**REQUIRED TASKS:**
• a. Condense the paragraph of the patent application that begins "Systems and methods for capturing images using an image sensing device are provided" into a short bulleted list that keeps its main facts.
• b. Retype, word for word, the entries from the line containing "Please indicate the grassy" through the last line of the entries, including both ends.

**TEXT:**
Patent Application
20100073499
This relates to systems and methods for capturing images and, more particularly, to systems and methods for capturing images using separate luminance and chrominance sensors.
The human eye is comprised of rods and cones, where the rods sense luminance and the cones sense color. The density of rods is higher than the density of cones in most parts of the eye. Consequently, the luminance portion of a color image has a greater influence on overall color image quality than the chrominance portion. Therefore, an image sensing device that emphasizes luminance over chrominance is desirable because it mimics the operation of the human eye.
Systems and methods for capturing images using an image sensing device are provided. In one embodiment, an image sensing device may include a lens train for sensing an image and a beam splitter for splitting the image sensed by the lens train into a first split image and a second split image. The image sensing device may also include a first image sensor for capturing a luminance portion of the first split image and a second image sensor for capturing a chrominance portion of the second split image, and an image processing module for combining the luminance portion and the chrominance portion to form a composite image.
In another embodiment, an image sensing device may include a first image sensor for capturing a first image, a second image sensor for capturing a second image, and an image processing module. The image processing module may be configured to combine the first image and the second image to form a composite image.
In another embodiment, a method of operating an image sensing device may include generating a high-quality luminance image with a first sensor, generating a chrominance image with the second sensor, and substantially aligning the high-quality luminance image with the chrominance image to form a composite image.
In another embodiment, an image sensing device may include a first lens train for sensing a first image, a second lens train for sensing a second image, and a third lens train for sensing a third image. The image sensing device may also include a red image sensor for capturing the red portion of the first image, a green image sensor for capturing the green portion of the second image, and a blue image sensor for capturing the blue portion of the third image. The image sensing device may also include an image processing module for combining the red portion, the green portion, and the blue portion to form a composite image.

**DATASET ROWS:**

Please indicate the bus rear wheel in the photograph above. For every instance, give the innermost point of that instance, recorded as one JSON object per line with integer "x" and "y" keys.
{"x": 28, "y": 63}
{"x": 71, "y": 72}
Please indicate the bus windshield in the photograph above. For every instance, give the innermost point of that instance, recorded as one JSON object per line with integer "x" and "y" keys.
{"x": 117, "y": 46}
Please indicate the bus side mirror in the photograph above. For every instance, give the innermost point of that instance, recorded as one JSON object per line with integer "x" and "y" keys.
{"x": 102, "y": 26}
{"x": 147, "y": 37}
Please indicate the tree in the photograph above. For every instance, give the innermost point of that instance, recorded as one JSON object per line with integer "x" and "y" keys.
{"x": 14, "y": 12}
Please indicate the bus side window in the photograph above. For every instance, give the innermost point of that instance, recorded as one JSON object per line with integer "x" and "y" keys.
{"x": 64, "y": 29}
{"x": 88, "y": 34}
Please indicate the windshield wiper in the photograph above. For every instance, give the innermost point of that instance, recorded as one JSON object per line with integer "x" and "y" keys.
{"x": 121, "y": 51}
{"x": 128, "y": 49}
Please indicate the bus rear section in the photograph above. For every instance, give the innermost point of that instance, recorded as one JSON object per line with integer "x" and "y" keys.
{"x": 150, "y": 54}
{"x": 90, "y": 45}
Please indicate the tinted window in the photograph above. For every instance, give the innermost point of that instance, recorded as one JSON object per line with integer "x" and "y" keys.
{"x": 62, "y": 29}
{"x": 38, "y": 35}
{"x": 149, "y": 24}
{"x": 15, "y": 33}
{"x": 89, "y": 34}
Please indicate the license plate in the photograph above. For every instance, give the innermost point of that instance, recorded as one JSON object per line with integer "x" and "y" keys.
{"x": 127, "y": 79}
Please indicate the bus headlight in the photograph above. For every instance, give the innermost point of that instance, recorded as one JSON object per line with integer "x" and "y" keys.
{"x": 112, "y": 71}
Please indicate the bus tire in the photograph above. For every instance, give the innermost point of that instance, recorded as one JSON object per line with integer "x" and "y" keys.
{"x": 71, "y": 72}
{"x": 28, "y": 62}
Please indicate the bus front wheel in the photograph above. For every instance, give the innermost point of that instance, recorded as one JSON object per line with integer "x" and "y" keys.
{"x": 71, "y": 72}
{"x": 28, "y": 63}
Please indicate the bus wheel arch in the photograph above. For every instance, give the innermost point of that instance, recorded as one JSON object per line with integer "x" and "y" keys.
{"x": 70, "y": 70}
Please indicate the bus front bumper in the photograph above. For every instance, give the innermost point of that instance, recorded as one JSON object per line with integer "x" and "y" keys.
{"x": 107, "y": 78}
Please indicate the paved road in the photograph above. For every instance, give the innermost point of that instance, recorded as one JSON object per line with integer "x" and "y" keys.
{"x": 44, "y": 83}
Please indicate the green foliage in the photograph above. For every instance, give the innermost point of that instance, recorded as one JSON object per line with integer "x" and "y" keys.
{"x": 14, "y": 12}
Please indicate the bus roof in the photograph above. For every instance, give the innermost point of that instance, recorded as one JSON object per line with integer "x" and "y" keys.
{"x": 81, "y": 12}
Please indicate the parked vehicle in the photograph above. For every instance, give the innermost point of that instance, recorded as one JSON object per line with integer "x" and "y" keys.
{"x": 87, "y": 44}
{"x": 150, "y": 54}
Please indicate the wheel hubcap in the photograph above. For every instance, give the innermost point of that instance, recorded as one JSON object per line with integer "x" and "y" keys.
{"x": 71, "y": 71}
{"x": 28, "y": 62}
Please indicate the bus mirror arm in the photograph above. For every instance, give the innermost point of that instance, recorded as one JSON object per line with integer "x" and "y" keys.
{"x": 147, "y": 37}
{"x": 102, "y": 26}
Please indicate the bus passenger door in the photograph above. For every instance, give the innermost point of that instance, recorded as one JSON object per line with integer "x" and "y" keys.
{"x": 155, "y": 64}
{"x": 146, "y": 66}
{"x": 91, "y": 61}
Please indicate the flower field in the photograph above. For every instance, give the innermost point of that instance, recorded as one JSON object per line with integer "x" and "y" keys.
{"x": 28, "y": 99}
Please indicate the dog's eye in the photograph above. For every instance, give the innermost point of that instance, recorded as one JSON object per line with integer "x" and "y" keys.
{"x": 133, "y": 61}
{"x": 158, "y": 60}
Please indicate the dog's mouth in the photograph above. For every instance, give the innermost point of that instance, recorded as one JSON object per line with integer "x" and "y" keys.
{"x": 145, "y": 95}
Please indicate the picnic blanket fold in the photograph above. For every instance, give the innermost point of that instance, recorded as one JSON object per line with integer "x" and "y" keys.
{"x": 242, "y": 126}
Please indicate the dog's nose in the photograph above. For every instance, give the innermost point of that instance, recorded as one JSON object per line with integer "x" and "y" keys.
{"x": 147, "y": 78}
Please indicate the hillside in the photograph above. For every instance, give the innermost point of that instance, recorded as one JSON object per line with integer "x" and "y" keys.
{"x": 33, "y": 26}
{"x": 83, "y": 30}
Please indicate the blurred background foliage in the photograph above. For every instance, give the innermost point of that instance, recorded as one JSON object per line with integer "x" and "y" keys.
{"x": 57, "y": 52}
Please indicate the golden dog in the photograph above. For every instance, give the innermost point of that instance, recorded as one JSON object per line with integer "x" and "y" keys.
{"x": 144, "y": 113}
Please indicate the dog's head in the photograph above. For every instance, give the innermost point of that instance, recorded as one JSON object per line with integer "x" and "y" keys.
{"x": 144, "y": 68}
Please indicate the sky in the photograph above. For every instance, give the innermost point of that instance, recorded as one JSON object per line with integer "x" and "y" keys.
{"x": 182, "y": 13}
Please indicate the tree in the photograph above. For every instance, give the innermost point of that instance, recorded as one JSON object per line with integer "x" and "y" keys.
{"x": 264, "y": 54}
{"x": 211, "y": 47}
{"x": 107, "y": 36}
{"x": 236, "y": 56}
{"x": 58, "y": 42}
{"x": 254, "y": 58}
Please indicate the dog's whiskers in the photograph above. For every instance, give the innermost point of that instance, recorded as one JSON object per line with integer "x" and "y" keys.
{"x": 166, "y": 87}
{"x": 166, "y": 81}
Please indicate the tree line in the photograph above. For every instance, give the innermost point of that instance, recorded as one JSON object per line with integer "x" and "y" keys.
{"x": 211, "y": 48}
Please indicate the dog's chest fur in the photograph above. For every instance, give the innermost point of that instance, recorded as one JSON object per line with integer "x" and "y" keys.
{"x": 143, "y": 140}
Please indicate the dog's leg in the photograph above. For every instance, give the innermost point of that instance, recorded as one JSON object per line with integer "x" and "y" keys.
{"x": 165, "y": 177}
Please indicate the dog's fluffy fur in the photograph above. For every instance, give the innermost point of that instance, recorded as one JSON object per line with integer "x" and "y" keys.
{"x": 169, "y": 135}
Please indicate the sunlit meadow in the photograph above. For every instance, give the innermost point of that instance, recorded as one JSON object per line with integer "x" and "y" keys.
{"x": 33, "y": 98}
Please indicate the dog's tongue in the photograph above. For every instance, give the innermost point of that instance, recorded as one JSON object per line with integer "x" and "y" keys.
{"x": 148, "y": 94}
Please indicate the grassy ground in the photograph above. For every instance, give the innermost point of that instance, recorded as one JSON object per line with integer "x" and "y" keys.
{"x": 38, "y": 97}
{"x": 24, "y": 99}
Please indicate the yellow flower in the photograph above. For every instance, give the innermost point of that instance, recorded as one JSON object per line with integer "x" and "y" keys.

**RESULTS BY TASK:**
• a.
- Systems and methods are provided for capturing images with an image sensing device.
- In one embodiment, a lens train senses an image.
- A beam splitter divides that image into a first split image and a second split image.
- A first image sensor captures the luminance portion of the first split image.
- A second image sensor captures the chrominance portion of the second split image.
- An image processing module combines the luminance and chrominance portions into a composite image.

• b.
Please indicate the grassy ground in the photograph above. For every instance, give the innermost point of that instance, recorded as one JSON object per line with integer "x" and "y" keys.
{"x": 38, "y": 97}
{"x": 24, "y": 99}
Please indicate the yellow flower in the photograph above. For every instance, give the innermost point of that instance, recorded as one JSON object per line with integer "x" and "y" keys.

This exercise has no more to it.